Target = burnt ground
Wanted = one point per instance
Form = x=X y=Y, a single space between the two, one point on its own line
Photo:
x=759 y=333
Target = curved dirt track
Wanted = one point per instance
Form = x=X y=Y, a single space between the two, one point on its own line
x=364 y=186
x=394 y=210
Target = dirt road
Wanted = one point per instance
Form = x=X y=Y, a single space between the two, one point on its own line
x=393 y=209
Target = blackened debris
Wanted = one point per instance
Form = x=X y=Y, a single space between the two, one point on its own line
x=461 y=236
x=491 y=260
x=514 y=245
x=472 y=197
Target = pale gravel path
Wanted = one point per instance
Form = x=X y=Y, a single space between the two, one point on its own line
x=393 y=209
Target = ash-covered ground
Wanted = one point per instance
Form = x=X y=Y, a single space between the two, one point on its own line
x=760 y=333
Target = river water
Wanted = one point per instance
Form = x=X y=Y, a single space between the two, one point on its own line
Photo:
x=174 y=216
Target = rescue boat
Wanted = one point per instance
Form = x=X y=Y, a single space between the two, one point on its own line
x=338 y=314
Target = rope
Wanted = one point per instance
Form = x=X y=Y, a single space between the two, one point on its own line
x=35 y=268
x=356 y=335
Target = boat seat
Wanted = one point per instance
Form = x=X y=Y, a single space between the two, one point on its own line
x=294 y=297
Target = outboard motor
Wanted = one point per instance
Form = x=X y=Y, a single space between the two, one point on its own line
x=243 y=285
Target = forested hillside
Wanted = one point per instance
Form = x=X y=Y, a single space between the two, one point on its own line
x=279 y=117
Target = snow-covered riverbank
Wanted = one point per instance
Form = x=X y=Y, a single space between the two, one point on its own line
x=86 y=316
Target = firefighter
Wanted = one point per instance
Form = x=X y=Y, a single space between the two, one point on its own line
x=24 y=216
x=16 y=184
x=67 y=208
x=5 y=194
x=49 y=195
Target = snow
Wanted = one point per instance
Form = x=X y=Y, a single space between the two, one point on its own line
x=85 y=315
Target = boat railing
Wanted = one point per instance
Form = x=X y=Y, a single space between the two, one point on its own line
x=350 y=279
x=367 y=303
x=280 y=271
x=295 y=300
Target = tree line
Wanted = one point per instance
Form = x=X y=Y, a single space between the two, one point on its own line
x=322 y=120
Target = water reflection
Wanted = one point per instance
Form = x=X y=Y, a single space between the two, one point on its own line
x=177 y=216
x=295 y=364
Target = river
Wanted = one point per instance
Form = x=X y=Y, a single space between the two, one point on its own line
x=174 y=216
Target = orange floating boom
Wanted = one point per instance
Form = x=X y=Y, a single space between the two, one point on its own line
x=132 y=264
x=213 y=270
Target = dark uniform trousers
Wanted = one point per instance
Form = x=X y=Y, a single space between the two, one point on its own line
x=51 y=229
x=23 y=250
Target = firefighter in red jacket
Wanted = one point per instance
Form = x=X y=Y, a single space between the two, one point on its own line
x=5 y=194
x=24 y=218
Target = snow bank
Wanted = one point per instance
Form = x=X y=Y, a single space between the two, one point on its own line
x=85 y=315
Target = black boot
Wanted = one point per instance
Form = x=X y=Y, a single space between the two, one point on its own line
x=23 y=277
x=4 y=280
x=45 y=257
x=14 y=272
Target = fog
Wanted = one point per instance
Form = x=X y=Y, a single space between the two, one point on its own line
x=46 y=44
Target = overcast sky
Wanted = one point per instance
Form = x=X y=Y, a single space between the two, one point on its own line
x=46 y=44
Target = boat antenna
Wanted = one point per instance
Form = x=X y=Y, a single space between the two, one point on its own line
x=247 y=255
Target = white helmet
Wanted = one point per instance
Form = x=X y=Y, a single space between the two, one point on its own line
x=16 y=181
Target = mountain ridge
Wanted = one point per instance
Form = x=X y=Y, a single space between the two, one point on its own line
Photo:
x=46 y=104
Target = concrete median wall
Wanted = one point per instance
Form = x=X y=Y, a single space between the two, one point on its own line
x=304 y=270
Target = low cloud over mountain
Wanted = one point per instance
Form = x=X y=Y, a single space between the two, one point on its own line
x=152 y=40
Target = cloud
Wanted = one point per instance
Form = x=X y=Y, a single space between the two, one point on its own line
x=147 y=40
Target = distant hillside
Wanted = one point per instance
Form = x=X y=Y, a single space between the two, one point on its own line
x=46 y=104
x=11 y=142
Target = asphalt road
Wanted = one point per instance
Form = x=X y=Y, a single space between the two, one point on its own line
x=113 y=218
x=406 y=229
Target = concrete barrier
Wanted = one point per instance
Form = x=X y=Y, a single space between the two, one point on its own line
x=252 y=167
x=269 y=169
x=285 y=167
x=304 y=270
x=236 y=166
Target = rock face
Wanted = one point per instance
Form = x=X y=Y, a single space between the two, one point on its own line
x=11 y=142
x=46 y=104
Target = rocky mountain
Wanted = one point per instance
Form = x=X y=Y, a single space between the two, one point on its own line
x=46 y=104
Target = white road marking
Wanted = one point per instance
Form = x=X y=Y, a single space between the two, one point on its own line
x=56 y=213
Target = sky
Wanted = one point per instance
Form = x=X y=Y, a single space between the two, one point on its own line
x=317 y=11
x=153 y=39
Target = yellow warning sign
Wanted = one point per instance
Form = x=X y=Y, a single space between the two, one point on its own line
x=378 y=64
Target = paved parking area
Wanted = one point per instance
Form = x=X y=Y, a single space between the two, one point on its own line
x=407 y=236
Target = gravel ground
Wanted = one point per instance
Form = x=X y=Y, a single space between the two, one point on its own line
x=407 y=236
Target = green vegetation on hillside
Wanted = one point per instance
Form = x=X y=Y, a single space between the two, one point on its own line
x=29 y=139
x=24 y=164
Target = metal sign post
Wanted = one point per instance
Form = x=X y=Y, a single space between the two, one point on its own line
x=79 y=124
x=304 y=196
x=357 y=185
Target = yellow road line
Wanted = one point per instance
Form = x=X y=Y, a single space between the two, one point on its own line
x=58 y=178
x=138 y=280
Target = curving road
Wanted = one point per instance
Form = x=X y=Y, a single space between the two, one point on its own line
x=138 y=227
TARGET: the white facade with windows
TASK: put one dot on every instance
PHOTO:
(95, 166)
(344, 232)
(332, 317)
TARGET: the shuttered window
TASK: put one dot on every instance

→ **PROBLEM REQUIREMENTS**
Note each line of the material holding "white" and copy it out.

→ **TASK SOLUTION**
Target = white helmet
Target = white road marking
TARGET: the white facade with windows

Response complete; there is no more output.